## Records for the task
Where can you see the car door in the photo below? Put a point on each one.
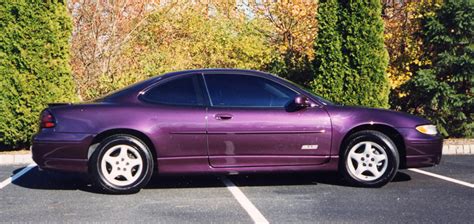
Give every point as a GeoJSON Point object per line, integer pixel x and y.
{"type": "Point", "coordinates": [248, 124]}
{"type": "Point", "coordinates": [178, 105]}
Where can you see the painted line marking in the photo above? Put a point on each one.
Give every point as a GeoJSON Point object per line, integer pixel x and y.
{"type": "Point", "coordinates": [460, 182]}
{"type": "Point", "coordinates": [254, 213]}
{"type": "Point", "coordinates": [17, 175]}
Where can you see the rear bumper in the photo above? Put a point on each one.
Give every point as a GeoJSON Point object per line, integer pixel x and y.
{"type": "Point", "coordinates": [61, 151]}
{"type": "Point", "coordinates": [421, 150]}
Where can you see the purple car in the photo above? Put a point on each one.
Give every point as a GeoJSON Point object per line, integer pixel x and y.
{"type": "Point", "coordinates": [227, 121]}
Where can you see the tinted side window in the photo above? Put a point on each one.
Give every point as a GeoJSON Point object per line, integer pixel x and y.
{"type": "Point", "coordinates": [178, 91]}
{"type": "Point", "coordinates": [247, 91]}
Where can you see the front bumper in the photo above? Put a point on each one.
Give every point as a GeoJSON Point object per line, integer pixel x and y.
{"type": "Point", "coordinates": [421, 150]}
{"type": "Point", "coordinates": [61, 151]}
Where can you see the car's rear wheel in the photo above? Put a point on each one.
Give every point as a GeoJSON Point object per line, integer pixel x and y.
{"type": "Point", "coordinates": [370, 159]}
{"type": "Point", "coordinates": [122, 164]}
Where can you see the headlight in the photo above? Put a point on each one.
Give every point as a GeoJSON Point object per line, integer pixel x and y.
{"type": "Point", "coordinates": [428, 129]}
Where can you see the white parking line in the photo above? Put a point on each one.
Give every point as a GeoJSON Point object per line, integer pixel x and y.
{"type": "Point", "coordinates": [17, 175]}
{"type": "Point", "coordinates": [254, 213]}
{"type": "Point", "coordinates": [443, 177]}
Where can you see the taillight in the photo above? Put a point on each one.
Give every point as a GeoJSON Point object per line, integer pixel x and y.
{"type": "Point", "coordinates": [47, 120]}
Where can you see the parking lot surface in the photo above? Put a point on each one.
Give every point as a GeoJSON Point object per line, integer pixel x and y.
{"type": "Point", "coordinates": [279, 198]}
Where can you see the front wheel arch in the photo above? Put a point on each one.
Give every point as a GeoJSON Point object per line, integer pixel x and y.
{"type": "Point", "coordinates": [387, 130]}
{"type": "Point", "coordinates": [124, 131]}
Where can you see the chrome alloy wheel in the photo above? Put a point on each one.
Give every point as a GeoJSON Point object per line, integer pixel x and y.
{"type": "Point", "coordinates": [367, 161]}
{"type": "Point", "coordinates": [121, 165]}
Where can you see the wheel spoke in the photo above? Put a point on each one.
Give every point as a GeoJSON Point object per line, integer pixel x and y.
{"type": "Point", "coordinates": [113, 173]}
{"type": "Point", "coordinates": [357, 157]}
{"type": "Point", "coordinates": [379, 158]}
{"type": "Point", "coordinates": [374, 171]}
{"type": "Point", "coordinates": [123, 153]}
{"type": "Point", "coordinates": [368, 148]}
{"type": "Point", "coordinates": [127, 174]}
{"type": "Point", "coordinates": [134, 162]}
{"type": "Point", "coordinates": [110, 160]}
{"type": "Point", "coordinates": [360, 170]}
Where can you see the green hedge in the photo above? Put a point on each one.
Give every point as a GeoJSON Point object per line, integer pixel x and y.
{"type": "Point", "coordinates": [34, 65]}
{"type": "Point", "coordinates": [350, 58]}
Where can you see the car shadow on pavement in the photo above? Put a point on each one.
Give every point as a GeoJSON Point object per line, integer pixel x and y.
{"type": "Point", "coordinates": [52, 180]}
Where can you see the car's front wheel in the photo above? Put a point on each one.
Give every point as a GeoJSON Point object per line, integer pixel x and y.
{"type": "Point", "coordinates": [370, 159]}
{"type": "Point", "coordinates": [121, 164]}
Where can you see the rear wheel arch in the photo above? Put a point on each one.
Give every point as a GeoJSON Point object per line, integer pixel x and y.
{"type": "Point", "coordinates": [122, 131]}
{"type": "Point", "coordinates": [389, 131]}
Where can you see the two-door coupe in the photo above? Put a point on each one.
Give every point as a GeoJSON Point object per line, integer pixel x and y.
{"type": "Point", "coordinates": [227, 121]}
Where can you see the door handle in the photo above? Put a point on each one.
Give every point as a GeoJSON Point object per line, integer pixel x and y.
{"type": "Point", "coordinates": [222, 117]}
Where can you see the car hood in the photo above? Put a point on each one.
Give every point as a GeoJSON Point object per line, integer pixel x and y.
{"type": "Point", "coordinates": [363, 115]}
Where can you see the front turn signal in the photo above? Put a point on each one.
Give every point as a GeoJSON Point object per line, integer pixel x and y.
{"type": "Point", "coordinates": [428, 129]}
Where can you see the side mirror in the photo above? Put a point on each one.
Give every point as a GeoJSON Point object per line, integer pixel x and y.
{"type": "Point", "coordinates": [302, 101]}
{"type": "Point", "coordinates": [298, 103]}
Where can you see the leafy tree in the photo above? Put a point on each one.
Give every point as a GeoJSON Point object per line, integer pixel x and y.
{"type": "Point", "coordinates": [351, 59]}
{"type": "Point", "coordinates": [34, 65]}
{"type": "Point", "coordinates": [403, 23]}
{"type": "Point", "coordinates": [293, 28]}
{"type": "Point", "coordinates": [444, 90]}
{"type": "Point", "coordinates": [329, 64]}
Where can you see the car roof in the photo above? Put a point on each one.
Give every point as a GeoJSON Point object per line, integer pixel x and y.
{"type": "Point", "coordinates": [125, 93]}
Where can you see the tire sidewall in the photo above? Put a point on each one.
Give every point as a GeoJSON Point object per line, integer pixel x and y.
{"type": "Point", "coordinates": [387, 145]}
{"type": "Point", "coordinates": [110, 142]}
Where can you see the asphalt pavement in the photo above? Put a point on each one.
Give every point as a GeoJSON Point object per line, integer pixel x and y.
{"type": "Point", "coordinates": [39, 196]}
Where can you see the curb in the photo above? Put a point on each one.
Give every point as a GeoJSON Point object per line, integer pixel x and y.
{"type": "Point", "coordinates": [15, 159]}
{"type": "Point", "coordinates": [448, 149]}
{"type": "Point", "coordinates": [467, 149]}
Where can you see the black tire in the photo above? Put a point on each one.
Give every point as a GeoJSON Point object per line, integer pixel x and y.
{"type": "Point", "coordinates": [137, 146]}
{"type": "Point", "coordinates": [383, 143]}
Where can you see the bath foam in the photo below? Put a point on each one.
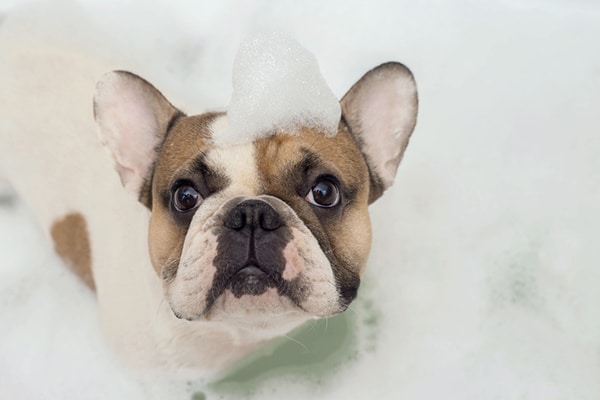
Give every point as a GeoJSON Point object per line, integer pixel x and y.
{"type": "Point", "coordinates": [277, 88]}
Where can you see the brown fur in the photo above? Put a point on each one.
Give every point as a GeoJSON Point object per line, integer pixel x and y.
{"type": "Point", "coordinates": [72, 244]}
{"type": "Point", "coordinates": [348, 237]}
{"type": "Point", "coordinates": [186, 139]}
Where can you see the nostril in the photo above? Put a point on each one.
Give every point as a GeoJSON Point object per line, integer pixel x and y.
{"type": "Point", "coordinates": [236, 220]}
{"type": "Point", "coordinates": [255, 214]}
{"type": "Point", "coordinates": [270, 220]}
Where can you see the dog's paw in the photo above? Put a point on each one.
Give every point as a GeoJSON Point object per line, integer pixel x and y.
{"type": "Point", "coordinates": [7, 195]}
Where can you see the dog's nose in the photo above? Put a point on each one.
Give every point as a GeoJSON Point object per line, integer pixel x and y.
{"type": "Point", "coordinates": [255, 214]}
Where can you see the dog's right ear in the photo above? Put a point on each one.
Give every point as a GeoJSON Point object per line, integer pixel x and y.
{"type": "Point", "coordinates": [133, 119]}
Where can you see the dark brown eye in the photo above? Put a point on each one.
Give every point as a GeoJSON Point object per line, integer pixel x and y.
{"type": "Point", "coordinates": [324, 193]}
{"type": "Point", "coordinates": [186, 197]}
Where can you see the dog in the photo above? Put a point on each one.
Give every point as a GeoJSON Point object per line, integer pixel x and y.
{"type": "Point", "coordinates": [198, 252]}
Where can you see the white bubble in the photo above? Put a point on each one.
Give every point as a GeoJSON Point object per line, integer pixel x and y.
{"type": "Point", "coordinates": [277, 87]}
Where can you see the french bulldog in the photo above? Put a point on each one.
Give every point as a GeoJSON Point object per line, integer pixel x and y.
{"type": "Point", "coordinates": [221, 247]}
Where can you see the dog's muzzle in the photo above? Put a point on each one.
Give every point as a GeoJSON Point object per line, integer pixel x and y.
{"type": "Point", "coordinates": [250, 251]}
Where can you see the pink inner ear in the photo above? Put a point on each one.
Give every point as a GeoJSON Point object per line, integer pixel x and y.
{"type": "Point", "coordinates": [127, 112]}
{"type": "Point", "coordinates": [387, 119]}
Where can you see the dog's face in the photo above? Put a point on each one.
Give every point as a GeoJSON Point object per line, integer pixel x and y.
{"type": "Point", "coordinates": [266, 233]}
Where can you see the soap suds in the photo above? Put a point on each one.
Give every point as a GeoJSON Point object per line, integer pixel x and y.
{"type": "Point", "coordinates": [277, 88]}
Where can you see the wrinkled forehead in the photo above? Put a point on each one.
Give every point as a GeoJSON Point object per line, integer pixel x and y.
{"type": "Point", "coordinates": [250, 167]}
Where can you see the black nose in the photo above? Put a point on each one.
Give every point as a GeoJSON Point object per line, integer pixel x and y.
{"type": "Point", "coordinates": [255, 214]}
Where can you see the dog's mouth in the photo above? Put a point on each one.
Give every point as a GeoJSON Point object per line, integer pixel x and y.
{"type": "Point", "coordinates": [251, 279]}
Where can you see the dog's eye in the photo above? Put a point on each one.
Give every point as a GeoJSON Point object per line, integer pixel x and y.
{"type": "Point", "coordinates": [325, 193]}
{"type": "Point", "coordinates": [186, 197]}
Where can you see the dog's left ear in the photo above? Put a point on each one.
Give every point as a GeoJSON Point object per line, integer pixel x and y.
{"type": "Point", "coordinates": [381, 112]}
{"type": "Point", "coordinates": [133, 118]}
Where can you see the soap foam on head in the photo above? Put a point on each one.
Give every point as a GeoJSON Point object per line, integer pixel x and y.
{"type": "Point", "coordinates": [277, 88]}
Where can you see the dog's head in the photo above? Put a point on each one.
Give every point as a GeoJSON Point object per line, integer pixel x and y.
{"type": "Point", "coordinates": [266, 233]}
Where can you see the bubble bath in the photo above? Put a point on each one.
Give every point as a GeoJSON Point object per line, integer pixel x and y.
{"type": "Point", "coordinates": [277, 88]}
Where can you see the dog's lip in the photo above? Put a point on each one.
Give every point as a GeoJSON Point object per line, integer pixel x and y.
{"type": "Point", "coordinates": [253, 269]}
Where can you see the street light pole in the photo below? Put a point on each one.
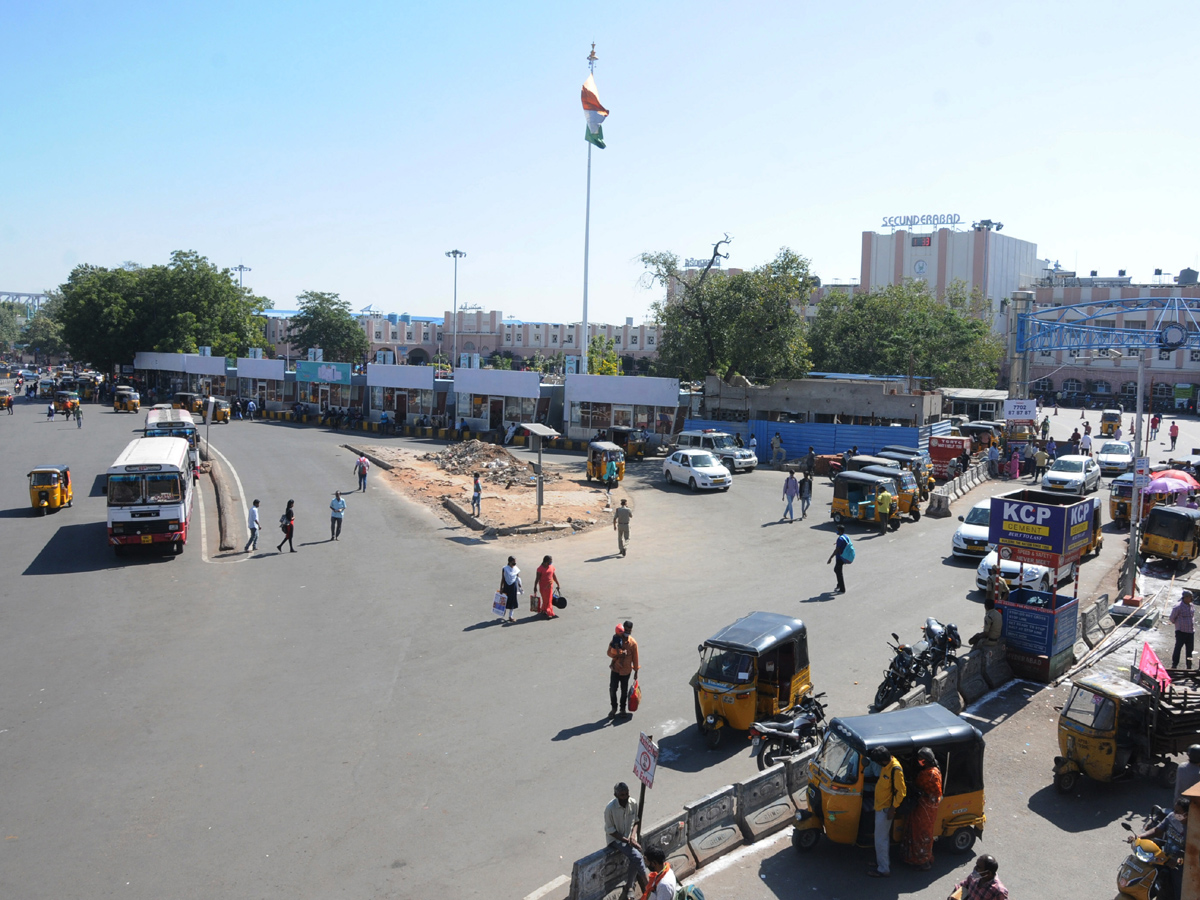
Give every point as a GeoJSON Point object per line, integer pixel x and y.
{"type": "Point", "coordinates": [457, 255]}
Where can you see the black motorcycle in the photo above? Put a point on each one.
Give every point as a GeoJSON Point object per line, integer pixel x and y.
{"type": "Point", "coordinates": [779, 738]}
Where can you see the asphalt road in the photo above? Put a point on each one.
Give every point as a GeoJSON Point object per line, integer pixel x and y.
{"type": "Point", "coordinates": [351, 719]}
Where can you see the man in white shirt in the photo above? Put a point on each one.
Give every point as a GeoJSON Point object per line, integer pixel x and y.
{"type": "Point", "coordinates": [252, 521]}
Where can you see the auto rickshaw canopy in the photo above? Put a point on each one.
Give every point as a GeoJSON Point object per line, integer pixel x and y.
{"type": "Point", "coordinates": [1175, 523]}
{"type": "Point", "coordinates": [905, 731]}
{"type": "Point", "coordinates": [759, 633]}
{"type": "Point", "coordinates": [61, 472]}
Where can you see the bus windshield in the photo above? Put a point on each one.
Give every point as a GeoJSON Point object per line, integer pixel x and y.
{"type": "Point", "coordinates": [124, 490]}
{"type": "Point", "coordinates": [163, 489]}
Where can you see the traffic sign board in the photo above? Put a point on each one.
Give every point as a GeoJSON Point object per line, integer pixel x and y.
{"type": "Point", "coordinates": [646, 761]}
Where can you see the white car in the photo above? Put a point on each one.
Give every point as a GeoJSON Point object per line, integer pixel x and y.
{"type": "Point", "coordinates": [696, 468]}
{"type": "Point", "coordinates": [971, 538]}
{"type": "Point", "coordinates": [1072, 474]}
{"type": "Point", "coordinates": [1115, 459]}
{"type": "Point", "coordinates": [1038, 577]}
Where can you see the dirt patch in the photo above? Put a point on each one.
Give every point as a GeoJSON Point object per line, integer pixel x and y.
{"type": "Point", "coordinates": [510, 495]}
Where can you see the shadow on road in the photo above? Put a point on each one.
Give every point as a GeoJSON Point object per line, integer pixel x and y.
{"type": "Point", "coordinates": [586, 729]}
{"type": "Point", "coordinates": [84, 549]}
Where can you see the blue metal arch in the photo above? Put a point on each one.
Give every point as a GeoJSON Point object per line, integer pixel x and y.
{"type": "Point", "coordinates": [1072, 328]}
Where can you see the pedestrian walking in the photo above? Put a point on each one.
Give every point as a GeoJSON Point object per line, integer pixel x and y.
{"type": "Point", "coordinates": [621, 519]}
{"type": "Point", "coordinates": [252, 523]}
{"type": "Point", "coordinates": [889, 793]}
{"type": "Point", "coordinates": [927, 791]}
{"type": "Point", "coordinates": [623, 653]}
{"type": "Point", "coordinates": [839, 552]}
{"type": "Point", "coordinates": [288, 523]}
{"type": "Point", "coordinates": [982, 883]}
{"type": "Point", "coordinates": [545, 586]}
{"type": "Point", "coordinates": [336, 513]}
{"type": "Point", "coordinates": [510, 586]}
{"type": "Point", "coordinates": [1183, 618]}
{"type": "Point", "coordinates": [791, 491]}
{"type": "Point", "coordinates": [360, 468]}
{"type": "Point", "coordinates": [621, 831]}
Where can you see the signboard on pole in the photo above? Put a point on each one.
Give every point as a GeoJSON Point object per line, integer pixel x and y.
{"type": "Point", "coordinates": [1020, 412]}
{"type": "Point", "coordinates": [646, 761]}
{"type": "Point", "coordinates": [1041, 528]}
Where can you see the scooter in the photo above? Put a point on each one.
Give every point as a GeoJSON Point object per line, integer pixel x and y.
{"type": "Point", "coordinates": [773, 741]}
{"type": "Point", "coordinates": [1143, 874]}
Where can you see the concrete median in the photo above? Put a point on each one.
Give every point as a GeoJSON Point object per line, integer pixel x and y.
{"type": "Point", "coordinates": [713, 825]}
{"type": "Point", "coordinates": [971, 683]}
{"type": "Point", "coordinates": [763, 803]}
{"type": "Point", "coordinates": [671, 838]}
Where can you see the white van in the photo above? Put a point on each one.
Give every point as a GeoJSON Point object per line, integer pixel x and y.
{"type": "Point", "coordinates": [721, 445]}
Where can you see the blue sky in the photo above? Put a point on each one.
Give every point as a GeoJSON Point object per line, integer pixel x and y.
{"type": "Point", "coordinates": [347, 147]}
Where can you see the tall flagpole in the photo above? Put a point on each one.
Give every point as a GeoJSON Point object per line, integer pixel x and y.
{"type": "Point", "coordinates": [587, 237]}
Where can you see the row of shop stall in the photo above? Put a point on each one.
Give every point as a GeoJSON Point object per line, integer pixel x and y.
{"type": "Point", "coordinates": [481, 397]}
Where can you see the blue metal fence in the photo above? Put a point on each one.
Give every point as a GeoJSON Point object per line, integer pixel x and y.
{"type": "Point", "coordinates": [823, 438]}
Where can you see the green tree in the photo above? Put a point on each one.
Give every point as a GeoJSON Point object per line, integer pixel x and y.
{"type": "Point", "coordinates": [727, 324]}
{"type": "Point", "coordinates": [905, 328]}
{"type": "Point", "coordinates": [325, 321]}
{"type": "Point", "coordinates": [108, 315]}
{"type": "Point", "coordinates": [603, 357]}
{"type": "Point", "coordinates": [10, 324]}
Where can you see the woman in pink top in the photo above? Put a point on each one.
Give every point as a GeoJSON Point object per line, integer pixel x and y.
{"type": "Point", "coordinates": [546, 581]}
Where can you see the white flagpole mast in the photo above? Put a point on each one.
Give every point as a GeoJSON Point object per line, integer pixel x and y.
{"type": "Point", "coordinates": [587, 237]}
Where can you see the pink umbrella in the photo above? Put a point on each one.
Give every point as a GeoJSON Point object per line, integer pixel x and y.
{"type": "Point", "coordinates": [1170, 485]}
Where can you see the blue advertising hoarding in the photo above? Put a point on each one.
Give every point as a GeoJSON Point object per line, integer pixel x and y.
{"type": "Point", "coordinates": [1039, 527]}
{"type": "Point", "coordinates": [323, 372]}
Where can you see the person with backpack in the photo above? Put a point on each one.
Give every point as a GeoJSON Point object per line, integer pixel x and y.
{"type": "Point", "coordinates": [844, 552]}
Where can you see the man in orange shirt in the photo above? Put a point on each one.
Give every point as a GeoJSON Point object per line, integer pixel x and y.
{"type": "Point", "coordinates": [623, 653]}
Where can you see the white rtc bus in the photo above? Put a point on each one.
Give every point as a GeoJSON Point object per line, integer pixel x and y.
{"type": "Point", "coordinates": [163, 421]}
{"type": "Point", "coordinates": [150, 495]}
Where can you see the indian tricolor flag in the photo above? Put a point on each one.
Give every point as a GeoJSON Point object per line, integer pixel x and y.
{"type": "Point", "coordinates": [594, 113]}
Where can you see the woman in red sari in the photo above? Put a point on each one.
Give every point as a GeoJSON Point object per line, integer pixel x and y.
{"type": "Point", "coordinates": [927, 793]}
{"type": "Point", "coordinates": [546, 582]}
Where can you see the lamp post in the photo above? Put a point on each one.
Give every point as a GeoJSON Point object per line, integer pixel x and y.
{"type": "Point", "coordinates": [457, 255]}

## The request
Reproduce, word for word, only the lines from the one that contains "Where can you see the indian" through the final line.

## Written response
Where can you see the indian tricolor flag in the photo above? Put a point on each one.
Give every point as a GeoJSON Point object per line, integer pixel x and y.
{"type": "Point", "coordinates": [594, 113]}
Where can you see the woman in red sari in the photo above? Put a point on each one.
Give every point as a GeoJSON Point object per line, integer pixel x and y.
{"type": "Point", "coordinates": [927, 793]}
{"type": "Point", "coordinates": [546, 582]}
Where can you see the lamp post in the photo above? Put a point on each one.
Give every point as a GeoJSON Point object per line, integer pixel x and y.
{"type": "Point", "coordinates": [457, 255]}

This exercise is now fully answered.